TASK DETAILS –
Rewrite the data below as a JSON list of strings, with one string for each line and any blank lines omitted.

INFORMATION GIVEN –
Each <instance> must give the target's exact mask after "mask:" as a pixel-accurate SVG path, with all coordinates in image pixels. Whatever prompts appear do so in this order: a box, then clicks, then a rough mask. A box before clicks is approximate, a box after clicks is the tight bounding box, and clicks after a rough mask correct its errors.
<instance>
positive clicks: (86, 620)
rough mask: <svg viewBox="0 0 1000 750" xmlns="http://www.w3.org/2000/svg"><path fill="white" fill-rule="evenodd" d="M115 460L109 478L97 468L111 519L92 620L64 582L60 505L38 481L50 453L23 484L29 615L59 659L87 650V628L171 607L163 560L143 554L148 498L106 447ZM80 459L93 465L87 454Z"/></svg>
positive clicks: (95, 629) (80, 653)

ANSWER BELOW –
[
  "Each <instance> must give the target's exact mask after \"mask:\" as a pixel-accurate SVG path, with all coordinates in image pixels. Whatever prompts appear do so in this order: a box, then clicks, then a rough mask. A box before clicks is approximate, a box after clicks is the tight bounding box, and clicks after a rough mask correct its errors.",
  "<instance>",
  "positive clicks: (86, 620)",
  "rough mask: <svg viewBox=\"0 0 1000 750\" xmlns=\"http://www.w3.org/2000/svg\"><path fill=\"white\" fill-rule=\"evenodd\" d=\"M115 460L109 478L97 468L111 519L92 620L64 582L60 505L38 481L50 453L23 484L29 615L59 659L87 650V628L171 607L163 560L143 554L148 498L106 447ZM80 459L93 465L87 454Z\"/></svg>",
  "positive clicks: (95, 629) (80, 653)"
]